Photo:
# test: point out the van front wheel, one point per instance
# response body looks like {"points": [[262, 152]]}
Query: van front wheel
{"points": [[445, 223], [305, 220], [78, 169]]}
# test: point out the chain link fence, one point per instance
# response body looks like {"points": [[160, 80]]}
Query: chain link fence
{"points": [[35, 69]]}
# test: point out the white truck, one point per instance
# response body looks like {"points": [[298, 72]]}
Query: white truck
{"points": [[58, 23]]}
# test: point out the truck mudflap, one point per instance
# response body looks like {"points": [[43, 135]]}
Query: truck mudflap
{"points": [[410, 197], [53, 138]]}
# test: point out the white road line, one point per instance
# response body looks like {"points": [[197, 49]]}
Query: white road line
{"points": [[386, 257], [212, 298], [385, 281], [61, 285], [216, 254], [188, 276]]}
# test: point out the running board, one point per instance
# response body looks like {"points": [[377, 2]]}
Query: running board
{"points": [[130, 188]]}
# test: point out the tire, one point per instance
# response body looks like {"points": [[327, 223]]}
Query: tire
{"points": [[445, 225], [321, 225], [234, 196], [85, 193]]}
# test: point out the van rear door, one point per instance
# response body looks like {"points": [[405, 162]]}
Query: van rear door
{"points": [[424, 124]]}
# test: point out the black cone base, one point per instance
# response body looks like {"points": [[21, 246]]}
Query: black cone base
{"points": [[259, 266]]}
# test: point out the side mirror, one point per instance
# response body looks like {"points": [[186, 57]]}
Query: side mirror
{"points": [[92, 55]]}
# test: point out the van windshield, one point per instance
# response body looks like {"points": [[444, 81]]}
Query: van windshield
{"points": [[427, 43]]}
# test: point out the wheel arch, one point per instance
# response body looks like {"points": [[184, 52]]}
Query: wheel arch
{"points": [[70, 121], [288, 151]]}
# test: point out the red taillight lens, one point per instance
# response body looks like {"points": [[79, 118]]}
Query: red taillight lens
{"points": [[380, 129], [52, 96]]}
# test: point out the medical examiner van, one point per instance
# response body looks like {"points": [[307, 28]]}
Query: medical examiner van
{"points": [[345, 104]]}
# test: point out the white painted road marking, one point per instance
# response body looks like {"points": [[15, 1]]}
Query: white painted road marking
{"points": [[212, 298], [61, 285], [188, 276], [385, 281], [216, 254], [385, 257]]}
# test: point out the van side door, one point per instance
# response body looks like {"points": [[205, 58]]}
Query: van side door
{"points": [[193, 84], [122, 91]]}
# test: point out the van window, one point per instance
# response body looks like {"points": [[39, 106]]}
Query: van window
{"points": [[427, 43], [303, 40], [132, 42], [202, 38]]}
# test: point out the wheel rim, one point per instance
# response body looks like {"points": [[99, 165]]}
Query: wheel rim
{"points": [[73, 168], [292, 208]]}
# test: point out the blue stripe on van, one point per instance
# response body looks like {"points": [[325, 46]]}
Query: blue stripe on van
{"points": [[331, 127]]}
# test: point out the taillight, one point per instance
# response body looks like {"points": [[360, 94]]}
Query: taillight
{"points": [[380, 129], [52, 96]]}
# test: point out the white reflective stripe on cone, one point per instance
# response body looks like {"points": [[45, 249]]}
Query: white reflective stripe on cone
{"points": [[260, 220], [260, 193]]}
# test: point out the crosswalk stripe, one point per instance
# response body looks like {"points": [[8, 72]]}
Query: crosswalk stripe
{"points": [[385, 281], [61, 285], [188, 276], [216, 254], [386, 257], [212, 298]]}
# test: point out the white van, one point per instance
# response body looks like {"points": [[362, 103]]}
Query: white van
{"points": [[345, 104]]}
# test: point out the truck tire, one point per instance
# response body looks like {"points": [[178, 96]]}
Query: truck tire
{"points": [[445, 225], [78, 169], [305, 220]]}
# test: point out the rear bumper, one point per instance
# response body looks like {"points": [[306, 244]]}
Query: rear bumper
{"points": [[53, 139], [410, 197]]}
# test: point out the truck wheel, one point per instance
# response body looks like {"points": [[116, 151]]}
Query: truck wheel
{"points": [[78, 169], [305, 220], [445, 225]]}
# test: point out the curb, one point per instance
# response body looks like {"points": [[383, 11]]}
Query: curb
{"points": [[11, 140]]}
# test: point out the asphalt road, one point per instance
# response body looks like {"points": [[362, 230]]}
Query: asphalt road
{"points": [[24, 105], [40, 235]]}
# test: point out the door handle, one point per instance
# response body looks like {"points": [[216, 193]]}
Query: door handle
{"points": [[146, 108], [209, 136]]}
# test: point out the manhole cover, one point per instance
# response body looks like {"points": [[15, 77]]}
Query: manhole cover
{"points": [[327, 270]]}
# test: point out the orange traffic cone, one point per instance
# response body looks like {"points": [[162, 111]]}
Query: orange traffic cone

Problem:
When you reach the line containing "Query: medical examiner van" in the data above, start copying exactly, and stop after the line containing "# test: point out the van side".

Response box:
Query: medical examiner van
{"points": [[345, 104]]}
# test: point out the white painted road marking, one point per instance
# response body looks like {"points": [[15, 1]]}
Query: white painted road marking
{"points": [[212, 298], [61, 285], [188, 276], [385, 281], [216, 254], [385, 257]]}
# test: point out the van side door, one point per instance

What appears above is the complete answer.